▶ EXTRAIT DE PAGE:
● ● ● ● ● ● ●

Une histoire de (dé)goûts

Par Luc24

Deux films encensés par la critique et plébiscités par le public ont mystérieusement été zappés sur ce blog. Il s’agit de Valse avec Bachir et Gomorra, deux films que j’ai vu à Cannes et que j’ai eu bien du mal à évoquer ici bas.

Il faut dire que je me sens dans une position inconfortable : je n’ai aimé aucun des deux , ce qui m’a valu quelques débats houleux avec des amis, pour leur part très enthousiastes. Mais puisque nous sommes en démocratie, je me permets donc d’évoquer ces deux œuvres qui ne resteront pas dans mes mémoires cinématographiques ou du moins pas de façon positive.

● ● ● ● ● ● ●

▶ DÉTAILS DE L'EXERCICE:
Recopiez le passage de l'extrait de page commençant par "Il faut dire" et allant jusqu'à "de façon positive.".

● ● ● ● ● ● ●

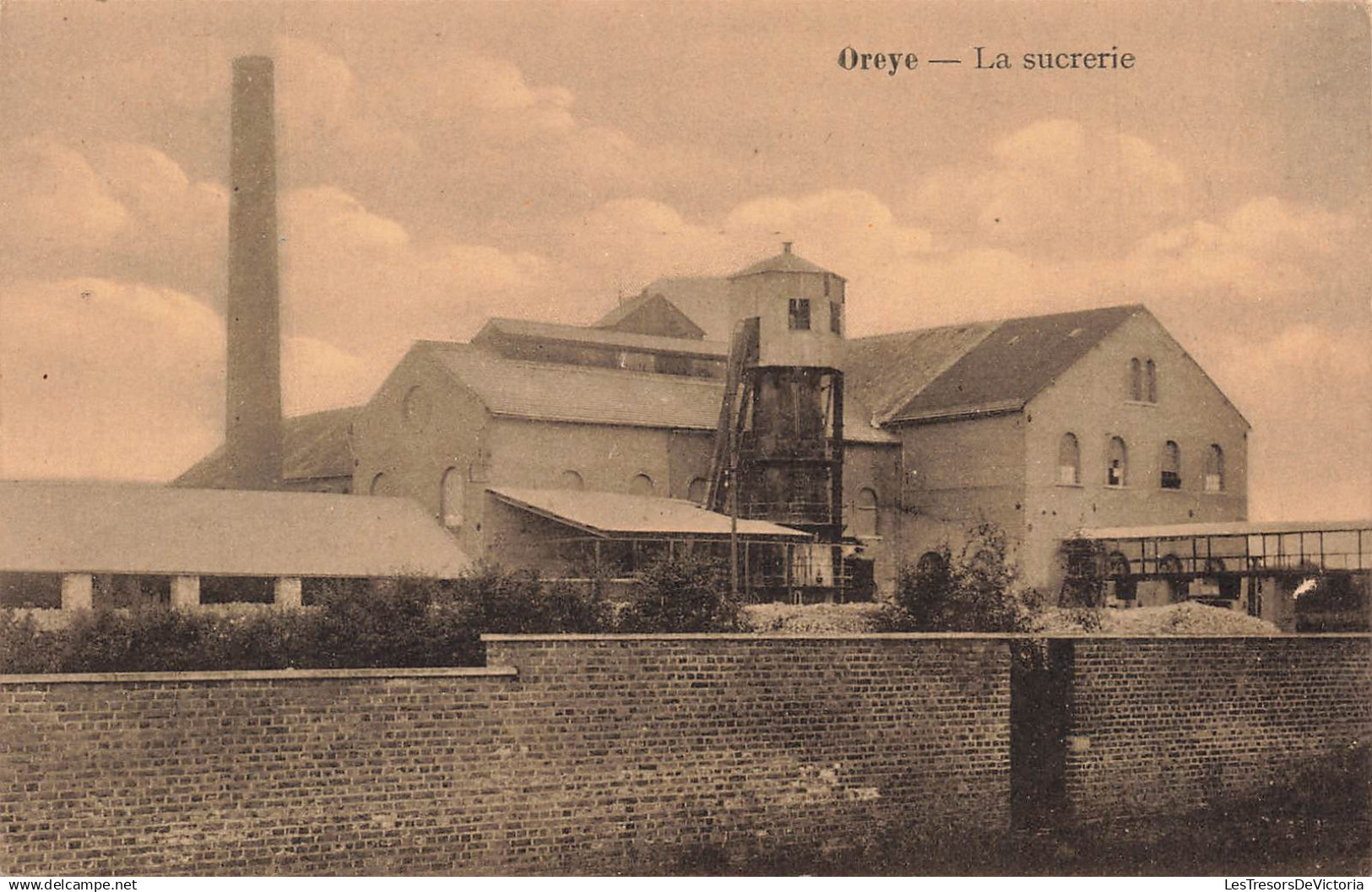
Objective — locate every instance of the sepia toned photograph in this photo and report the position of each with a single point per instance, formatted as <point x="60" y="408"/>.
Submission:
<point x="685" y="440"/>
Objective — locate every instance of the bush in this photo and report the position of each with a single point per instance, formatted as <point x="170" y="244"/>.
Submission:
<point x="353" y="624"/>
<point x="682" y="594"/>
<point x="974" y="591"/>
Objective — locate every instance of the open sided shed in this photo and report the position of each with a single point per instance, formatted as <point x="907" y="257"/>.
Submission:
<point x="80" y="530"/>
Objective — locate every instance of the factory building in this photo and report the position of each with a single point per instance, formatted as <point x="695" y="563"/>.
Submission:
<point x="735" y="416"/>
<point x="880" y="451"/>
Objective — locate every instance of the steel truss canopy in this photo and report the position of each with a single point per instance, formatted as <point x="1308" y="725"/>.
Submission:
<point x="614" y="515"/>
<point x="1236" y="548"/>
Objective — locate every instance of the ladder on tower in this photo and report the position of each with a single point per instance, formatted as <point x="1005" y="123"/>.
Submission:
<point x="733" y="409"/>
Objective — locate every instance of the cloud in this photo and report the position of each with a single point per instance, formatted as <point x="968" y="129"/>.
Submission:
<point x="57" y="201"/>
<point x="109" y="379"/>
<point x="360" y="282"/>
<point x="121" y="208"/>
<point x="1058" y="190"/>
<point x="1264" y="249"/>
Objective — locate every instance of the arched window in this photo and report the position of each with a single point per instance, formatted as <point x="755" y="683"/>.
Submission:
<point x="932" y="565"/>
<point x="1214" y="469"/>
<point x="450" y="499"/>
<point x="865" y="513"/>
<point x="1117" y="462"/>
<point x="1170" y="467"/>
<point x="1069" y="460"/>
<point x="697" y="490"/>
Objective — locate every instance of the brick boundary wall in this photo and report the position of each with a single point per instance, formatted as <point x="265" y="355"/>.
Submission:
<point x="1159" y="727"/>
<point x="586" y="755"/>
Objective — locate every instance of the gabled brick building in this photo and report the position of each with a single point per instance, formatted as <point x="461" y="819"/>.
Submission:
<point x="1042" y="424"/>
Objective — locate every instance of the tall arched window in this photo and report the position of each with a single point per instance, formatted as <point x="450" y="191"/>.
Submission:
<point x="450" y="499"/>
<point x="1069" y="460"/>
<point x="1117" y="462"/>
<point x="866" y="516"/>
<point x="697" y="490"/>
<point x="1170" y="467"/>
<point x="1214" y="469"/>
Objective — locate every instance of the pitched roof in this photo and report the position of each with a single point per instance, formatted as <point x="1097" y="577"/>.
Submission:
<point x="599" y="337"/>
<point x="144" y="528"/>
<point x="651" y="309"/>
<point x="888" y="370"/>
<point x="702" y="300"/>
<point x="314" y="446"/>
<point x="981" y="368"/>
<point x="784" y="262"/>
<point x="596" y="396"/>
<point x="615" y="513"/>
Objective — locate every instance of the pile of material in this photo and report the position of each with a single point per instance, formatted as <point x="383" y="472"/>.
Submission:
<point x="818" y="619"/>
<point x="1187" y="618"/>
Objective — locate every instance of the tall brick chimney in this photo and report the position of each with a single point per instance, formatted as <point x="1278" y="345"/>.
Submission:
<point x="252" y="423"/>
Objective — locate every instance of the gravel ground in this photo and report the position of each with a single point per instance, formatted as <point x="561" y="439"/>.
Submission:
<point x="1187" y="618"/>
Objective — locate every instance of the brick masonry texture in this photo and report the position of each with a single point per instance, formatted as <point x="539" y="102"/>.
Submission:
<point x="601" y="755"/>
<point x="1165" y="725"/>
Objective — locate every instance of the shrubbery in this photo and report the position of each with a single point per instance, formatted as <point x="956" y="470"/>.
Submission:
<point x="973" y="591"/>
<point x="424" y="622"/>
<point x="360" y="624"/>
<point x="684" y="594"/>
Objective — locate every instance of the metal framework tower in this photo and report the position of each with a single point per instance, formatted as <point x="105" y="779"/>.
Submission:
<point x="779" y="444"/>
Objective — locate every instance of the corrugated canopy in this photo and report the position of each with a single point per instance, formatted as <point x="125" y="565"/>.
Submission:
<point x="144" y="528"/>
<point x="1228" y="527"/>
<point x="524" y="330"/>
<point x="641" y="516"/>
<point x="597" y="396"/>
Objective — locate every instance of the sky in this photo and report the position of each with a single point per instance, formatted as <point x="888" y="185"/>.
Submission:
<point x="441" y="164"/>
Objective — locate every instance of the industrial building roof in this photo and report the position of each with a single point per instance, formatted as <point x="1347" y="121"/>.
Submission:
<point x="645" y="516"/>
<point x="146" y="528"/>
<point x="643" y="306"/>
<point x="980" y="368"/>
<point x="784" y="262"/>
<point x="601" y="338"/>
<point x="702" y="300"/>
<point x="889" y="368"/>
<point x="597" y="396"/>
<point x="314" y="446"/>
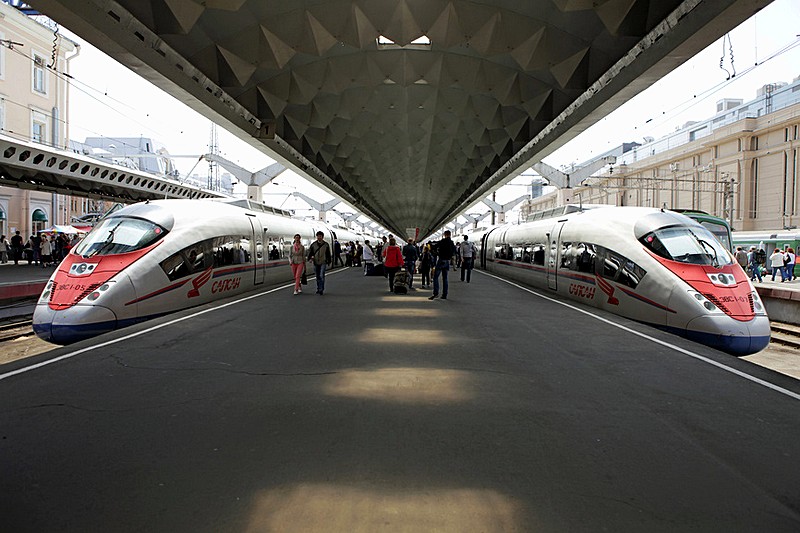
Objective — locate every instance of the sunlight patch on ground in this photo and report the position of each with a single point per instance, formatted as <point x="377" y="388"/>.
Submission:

● ● ● ● ● ● ●

▶ CORRIGÉ DE L'EXERCICE:
Il faut dire que je me sens dans une position inconfortable : je n’ai aimé aucun des deux , ce qui m’a valu quelques débats houleux avec des amis, pour leur part très enthousiastes. Mais puisque nous sommes en démocratie, je me permets donc d’évoquer ces deux œuvres qui ne resteront pas dans mes mémoires cinématographiques ou du moins pas de façon positive.